Defense Secretary Austin's chief of staff steps down

Officials say the resignation is not tied to Austin's hospitalization scandal.

Defense Secretary Lloyd Austin's chief of staff is stepping down, the Pentagon announced Wednesday, five months after Austin and his top aide faced blowback for not telling the White House that he was in the hospital for treatment of prostate cancer.

Officials told reporters that Kelly Magsamen's resignation had nothing to do with the hospitalization scandal in January, which remains under review by the Defense Department inspector general.

A separate internal review led by Austin's office concluded there was no indication of "ill intent or an attempt to obfuscate" the situation and did not assign blame, essentially clearing Magsamen, who upon learning of Austin's medical condition was home sick with the flu.

In a lengthy statement, Austin said Magsamen remained an example of "exemplary public service."

"From day one of this administration, Kelly's leadership, counsel, and selfless service made our nation safer, made the lives of our people better and more rewarding, and rendered the heavy burden of this office of mine a good bit lighter," he wrote. "At every stage, she provided a steady hand guiding our staff and the Department. I am -- and will remain -- in her debt."

Austin was diagnosed with prostate cancer late last year and initially used personal leave to undergo what the Pentagon later said was a minimally invasive procedure. But subsequent complications from that procedure resulted in a second hospitalization on New Year's Day. The White House didn't learn about either event until Jan. 4, a day before he was released.

Austin has since apologized for keeping his health quiet from the White House, Congress and the public. As President Joe Biden's top civilian military adviser, Austin oversees U.S. military policy commands U.S. forces at Biden's behest.

Austin also insists that at each point when he was unable to perform his duties -- including during surgery -- that his deputy was officially in charge and had full access to communications with the White House -- even if the White House didn't know it.

"We did not handle this right. And I did not handle this right," he told the House Armed Services Committee in February. "And as you know, I have apologized … including directly to the president. And I take full responsibility."

Republican critics have questioned the validity of Austin's internal review which said staff concerns about medical privacy and a rapidly changing situation were mostly to blame. The public summary did not, however, answer key questions about when individual members of his staff became aware of his condition and whether the defense secretary himself was advised to alert the White House but chose not to.

An independent investigation by the Pentagon's inspector general has not been released, and officials said they cannot say when it might be made public.
• • •
Assigned task 1: In the article on Austin's chief of staff, what date did the White House learn about Austin's hospitalizations?
Assigned task 2: Please reproduce the stretch of the article on Austin's chief of staff from "Defense Secretary Austin's" through "Department inspector general.".
The listing has no part in this.

Supplied material:
• • •
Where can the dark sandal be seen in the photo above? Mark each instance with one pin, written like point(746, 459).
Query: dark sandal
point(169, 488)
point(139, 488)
• • •
Worked solution 1: Jan. 4

Worked solution 2:
Defense Secretary Austin's chief of staff steps down

Officials say the resignation is not tied to Austin's hospitalization scandal.

Defense Secretary Lloyd Austin's chief of staff is stepping down, the Pentagon announced Wednesday, five months after Austin and his top aide faced blowback for not telling the White House that he was in the hospital for treatment of prostate cancer.

Officials told reporters that Kelly Magsamen's resignation had nothing to do with the hospitalization scandal in January, which remains under review by the Defense Department inspector general.